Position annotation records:
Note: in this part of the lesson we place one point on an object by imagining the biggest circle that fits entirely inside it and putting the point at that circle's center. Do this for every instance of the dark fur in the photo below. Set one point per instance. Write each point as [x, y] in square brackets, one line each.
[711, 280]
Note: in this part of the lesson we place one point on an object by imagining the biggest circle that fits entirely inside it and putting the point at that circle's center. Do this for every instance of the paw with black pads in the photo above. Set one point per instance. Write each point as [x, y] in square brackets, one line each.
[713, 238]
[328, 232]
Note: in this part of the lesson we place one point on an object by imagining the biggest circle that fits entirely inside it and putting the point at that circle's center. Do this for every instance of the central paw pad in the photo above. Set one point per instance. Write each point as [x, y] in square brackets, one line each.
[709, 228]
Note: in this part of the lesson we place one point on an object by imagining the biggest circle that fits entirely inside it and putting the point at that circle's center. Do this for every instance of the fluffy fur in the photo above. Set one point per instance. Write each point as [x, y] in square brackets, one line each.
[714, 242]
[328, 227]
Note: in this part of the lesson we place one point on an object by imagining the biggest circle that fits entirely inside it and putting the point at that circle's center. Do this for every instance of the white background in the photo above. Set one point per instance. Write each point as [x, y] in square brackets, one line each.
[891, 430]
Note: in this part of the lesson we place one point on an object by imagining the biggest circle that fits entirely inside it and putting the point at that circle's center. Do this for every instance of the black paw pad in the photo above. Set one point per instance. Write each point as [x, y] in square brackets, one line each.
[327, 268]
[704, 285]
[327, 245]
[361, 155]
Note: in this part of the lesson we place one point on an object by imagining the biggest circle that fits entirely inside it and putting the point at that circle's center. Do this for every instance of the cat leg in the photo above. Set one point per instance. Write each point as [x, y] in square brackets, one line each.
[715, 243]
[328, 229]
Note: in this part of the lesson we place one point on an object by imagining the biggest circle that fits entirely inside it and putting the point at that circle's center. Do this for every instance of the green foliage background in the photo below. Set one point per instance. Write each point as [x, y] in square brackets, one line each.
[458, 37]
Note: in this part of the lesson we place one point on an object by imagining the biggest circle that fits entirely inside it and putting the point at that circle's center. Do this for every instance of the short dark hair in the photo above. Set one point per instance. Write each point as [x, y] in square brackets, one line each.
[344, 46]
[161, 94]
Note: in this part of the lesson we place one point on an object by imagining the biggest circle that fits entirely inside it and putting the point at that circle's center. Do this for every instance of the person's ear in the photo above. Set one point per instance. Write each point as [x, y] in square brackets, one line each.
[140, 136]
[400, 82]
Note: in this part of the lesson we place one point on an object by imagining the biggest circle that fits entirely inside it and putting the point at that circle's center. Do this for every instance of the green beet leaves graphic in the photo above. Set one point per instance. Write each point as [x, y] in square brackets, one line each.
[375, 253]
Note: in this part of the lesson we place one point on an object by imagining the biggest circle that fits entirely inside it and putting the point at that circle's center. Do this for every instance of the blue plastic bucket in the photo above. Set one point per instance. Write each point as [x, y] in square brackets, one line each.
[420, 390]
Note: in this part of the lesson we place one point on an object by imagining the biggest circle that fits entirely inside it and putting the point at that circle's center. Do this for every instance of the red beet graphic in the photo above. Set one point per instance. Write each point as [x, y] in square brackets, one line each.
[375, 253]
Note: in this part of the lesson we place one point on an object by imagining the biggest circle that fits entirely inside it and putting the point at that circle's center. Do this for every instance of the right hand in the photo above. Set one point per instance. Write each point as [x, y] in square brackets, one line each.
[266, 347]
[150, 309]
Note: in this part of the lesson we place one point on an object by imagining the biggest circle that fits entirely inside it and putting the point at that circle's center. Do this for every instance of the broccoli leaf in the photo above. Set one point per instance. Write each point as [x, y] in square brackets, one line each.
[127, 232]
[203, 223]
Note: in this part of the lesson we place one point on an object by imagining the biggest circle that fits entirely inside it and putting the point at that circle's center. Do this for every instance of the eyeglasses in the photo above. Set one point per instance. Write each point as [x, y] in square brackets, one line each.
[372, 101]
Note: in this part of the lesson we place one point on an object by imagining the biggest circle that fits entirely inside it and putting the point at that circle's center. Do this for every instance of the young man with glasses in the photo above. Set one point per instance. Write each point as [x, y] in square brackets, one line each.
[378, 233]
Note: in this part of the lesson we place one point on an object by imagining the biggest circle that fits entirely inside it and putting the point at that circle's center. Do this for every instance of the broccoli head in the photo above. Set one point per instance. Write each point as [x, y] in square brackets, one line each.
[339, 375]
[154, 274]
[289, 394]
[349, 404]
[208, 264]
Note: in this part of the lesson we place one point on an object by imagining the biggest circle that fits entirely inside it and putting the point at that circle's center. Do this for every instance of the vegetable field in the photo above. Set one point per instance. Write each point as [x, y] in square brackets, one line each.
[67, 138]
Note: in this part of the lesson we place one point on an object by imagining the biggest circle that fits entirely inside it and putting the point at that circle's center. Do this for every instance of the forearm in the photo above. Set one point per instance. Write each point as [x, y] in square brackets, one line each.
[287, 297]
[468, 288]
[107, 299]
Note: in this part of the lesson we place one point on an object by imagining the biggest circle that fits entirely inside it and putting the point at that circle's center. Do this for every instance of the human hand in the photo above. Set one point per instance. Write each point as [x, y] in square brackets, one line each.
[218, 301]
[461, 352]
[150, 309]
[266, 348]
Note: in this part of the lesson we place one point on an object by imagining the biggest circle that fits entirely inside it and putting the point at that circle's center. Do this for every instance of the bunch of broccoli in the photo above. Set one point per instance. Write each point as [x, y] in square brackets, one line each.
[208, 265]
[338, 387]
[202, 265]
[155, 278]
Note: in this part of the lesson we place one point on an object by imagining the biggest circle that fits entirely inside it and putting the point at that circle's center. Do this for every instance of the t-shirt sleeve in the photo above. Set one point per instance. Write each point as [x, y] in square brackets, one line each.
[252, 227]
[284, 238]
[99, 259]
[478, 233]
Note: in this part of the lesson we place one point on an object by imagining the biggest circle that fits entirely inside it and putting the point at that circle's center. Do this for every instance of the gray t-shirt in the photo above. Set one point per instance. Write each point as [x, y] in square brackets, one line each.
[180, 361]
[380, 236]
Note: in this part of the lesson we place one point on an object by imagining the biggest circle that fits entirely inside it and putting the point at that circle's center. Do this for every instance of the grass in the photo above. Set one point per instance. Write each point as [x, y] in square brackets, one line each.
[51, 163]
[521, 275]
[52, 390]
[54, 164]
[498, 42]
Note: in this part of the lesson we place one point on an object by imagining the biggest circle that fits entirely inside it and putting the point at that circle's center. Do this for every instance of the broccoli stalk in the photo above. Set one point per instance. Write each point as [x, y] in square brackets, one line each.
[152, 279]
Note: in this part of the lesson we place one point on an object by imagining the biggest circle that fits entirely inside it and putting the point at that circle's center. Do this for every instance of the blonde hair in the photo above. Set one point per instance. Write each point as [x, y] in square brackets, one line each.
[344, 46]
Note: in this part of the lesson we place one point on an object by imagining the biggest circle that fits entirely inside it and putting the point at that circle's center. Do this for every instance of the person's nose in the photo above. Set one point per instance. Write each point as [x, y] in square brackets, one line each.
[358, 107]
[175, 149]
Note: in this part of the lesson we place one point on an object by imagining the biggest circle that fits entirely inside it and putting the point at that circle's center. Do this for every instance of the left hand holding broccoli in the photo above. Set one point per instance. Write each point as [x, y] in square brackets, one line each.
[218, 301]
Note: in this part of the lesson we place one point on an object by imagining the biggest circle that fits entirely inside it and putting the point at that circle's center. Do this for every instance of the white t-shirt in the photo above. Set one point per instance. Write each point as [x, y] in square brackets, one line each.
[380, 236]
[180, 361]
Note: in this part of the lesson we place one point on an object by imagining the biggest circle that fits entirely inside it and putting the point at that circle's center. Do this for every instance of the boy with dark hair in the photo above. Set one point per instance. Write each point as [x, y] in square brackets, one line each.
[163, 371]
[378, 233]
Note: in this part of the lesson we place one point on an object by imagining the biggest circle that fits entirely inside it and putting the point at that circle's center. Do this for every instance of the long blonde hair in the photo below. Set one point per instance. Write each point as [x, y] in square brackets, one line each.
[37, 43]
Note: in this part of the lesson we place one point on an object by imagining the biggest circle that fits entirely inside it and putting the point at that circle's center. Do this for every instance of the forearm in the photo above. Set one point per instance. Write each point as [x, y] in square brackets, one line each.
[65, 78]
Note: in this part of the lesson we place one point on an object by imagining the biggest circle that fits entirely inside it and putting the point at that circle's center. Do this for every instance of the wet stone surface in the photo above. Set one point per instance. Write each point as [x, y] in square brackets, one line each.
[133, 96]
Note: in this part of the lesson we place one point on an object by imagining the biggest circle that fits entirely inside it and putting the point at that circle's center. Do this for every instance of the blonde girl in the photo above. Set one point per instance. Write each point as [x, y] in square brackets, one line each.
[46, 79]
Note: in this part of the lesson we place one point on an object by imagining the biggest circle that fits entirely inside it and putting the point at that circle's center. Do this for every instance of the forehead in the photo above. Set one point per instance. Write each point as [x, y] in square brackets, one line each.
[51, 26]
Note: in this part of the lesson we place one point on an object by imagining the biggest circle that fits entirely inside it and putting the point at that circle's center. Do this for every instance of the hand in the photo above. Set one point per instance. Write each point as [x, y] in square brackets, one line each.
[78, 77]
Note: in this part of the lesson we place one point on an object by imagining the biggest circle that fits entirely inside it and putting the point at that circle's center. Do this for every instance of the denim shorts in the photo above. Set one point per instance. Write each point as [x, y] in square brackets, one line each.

* What is expected:
Output the lines from the line containing "the wet stone" to the end, both included; add nothing.

* Correct result:
Note: in this part of the lesson we place one point on an object by imagining the biggest circle that fits entirely inside it and putting the point at that circle's center. Do this for every instance of the wet stone surface in the photo above. Set one point per instance. Write each point as [x, y] in square brackets, one line each.
[133, 96]
Note: in this part of the lesson we place one point on an object by imagining the biggest circle that fits entirely inside it and putting the point at that circle's center. Do this for every instance of the blonde girl in the photo above. Set one point per instance. Write each point as [x, y] in square brackets, one line each.
[46, 79]
Note: in this part of the lesson we place one point on an object by imagining the biggest circle that fits entirely inside it and putting the point at that circle's center. Do this for every instance of the forehead in the photo above. Set one point per instance. Write each point as [x, y] in square brackets, one line each.
[51, 26]
Note: in this part of the lesson we place one point on an object by imagining the biggest circle that fits entirely inside it and putting the point at that circle's center. Do this for every instance of the hand in the photo above. Set one point per instance. Write each point as [x, y] in square brackets, one line each.
[78, 77]
Note: in this part of the lesson we place one point on an object by imagining the biggest circle that fits entirely inside it and putting the point at that circle's center. Do this for every instance of the denim shorts in the photo above. Set one point per instance. Write each point as [x, y] in square brackets, one line each.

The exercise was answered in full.